_Quoted passage:_
________________

This study shows that uncorrected distant RE had a significant contribution to morbidity in patients attending a hospital eye clinic. The patients with distant refractive error, 221 (36.8%) were visually impaired (<6/12-3/60), while 91 (15.1%) (inclusive of those with aphakia) were blind (<3/60-NPL).

After correction of refractive error the number of patients with normal VA (>6/12) increased to 579 (96.3%), thus virtually doubling the number of patients with normal VA. Appropriate refraction and correction also reduced the number of patients with mild and moderate VI to 8 (1.3%) and 14 (2.3%) respectively. VI of < 6/12-3/60 was reduced to 22 (3.6%) and severe VI and blindness were completely eliminated just with refractive correction.

________________

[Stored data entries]
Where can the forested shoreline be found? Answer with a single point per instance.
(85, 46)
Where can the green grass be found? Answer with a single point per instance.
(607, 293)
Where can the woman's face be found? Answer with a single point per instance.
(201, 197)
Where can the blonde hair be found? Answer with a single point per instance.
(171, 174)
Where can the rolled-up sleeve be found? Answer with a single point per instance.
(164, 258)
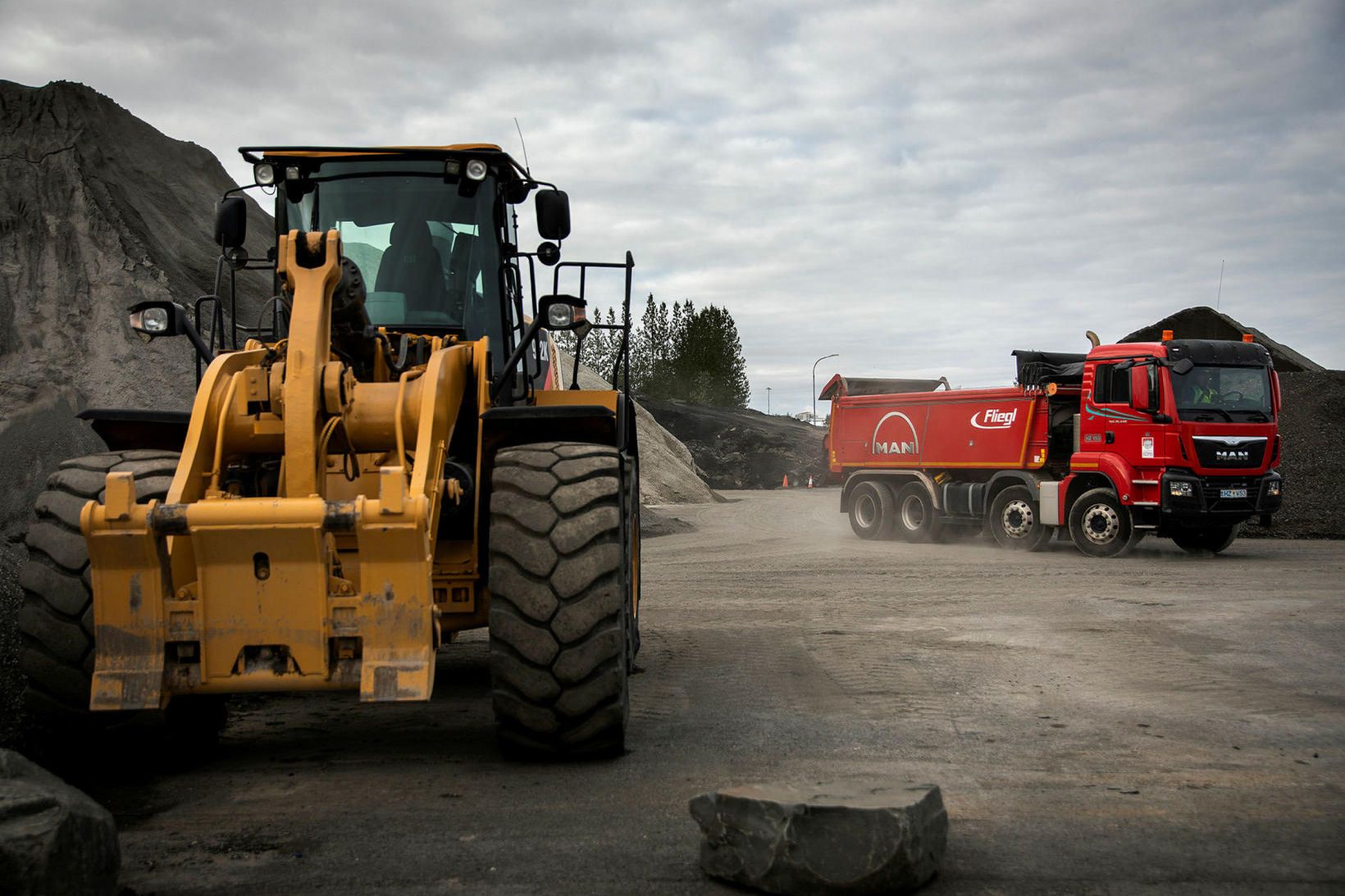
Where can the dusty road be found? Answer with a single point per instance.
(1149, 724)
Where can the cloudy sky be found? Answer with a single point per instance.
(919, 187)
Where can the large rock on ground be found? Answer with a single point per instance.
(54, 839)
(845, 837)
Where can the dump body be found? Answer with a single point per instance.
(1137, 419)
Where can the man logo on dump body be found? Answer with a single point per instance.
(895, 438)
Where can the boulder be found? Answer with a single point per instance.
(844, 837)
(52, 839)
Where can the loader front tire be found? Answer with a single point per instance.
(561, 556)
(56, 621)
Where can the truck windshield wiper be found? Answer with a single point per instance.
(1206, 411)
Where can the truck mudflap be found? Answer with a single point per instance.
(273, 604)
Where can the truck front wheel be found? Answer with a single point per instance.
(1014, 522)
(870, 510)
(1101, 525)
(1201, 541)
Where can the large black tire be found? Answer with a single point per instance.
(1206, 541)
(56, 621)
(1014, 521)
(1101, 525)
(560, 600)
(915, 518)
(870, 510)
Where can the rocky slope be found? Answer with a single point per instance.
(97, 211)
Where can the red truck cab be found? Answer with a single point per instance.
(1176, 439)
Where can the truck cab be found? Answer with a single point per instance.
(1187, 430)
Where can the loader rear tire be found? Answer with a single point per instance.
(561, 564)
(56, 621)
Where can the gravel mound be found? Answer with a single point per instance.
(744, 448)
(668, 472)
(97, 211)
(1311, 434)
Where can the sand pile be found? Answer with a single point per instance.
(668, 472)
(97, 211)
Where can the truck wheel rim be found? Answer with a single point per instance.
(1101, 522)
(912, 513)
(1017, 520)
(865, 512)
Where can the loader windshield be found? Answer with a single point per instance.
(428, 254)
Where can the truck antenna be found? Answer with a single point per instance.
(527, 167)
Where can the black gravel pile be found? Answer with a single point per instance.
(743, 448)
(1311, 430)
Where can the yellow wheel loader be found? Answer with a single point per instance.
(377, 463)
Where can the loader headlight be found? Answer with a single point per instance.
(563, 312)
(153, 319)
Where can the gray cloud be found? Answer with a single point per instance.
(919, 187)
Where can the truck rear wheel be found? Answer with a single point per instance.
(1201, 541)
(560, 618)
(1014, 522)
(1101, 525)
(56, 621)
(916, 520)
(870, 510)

________________

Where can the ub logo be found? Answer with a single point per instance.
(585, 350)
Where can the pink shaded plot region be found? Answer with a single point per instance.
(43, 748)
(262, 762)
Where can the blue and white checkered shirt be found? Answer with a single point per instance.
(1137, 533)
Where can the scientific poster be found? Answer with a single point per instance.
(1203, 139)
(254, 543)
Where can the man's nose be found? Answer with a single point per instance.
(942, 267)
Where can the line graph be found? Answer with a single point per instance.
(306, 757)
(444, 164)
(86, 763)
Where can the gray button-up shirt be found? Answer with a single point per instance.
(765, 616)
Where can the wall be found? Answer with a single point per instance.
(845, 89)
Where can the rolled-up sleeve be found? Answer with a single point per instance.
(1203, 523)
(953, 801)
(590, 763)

________________

_What you will do:_
A. According to the refractive error study, what evidence shows that uncorrected distant refractive error contributed significantly to morbidity? Answer in one to three sentences.
B. Answer these questions from the refractive error study:
(i) How many patients with distant refractive error were blind?
(ii) How many patients had normal VA after correction of refractive error?
(iii) To what numbers were mild and moderate VI reduced?
C. Return the stretch of the refractive error study from "This study shows" through "were blind (<3/60-NPL)." without any changes.
The entries have no connection to the refractive error study.

_Task results:_
A. Among patients with distant refractive error, 221 (36.8%) were visually impaired (<6/12-3/60). Another 91 (15.1%), including those with aphakia, were blind (<3/60-NPL).

B.
(i) 91 (15.1%), inclusive of those with aphakia
(ii) 579 (96.3%)
(iii) Mild VI to 8 (1.3%) and moderate VI to 14 (2.3%)

C.
This study shows that uncorrected distant RE had a significant contribution to morbidity in patients attending a hospital eye clinic. The patients with distant refractive error, 221 (36.8%) were visually impaired (<6/12-3/60), while 91 (15.1%) (inclusive of those with aphakia) were blind (<3/60-NPL).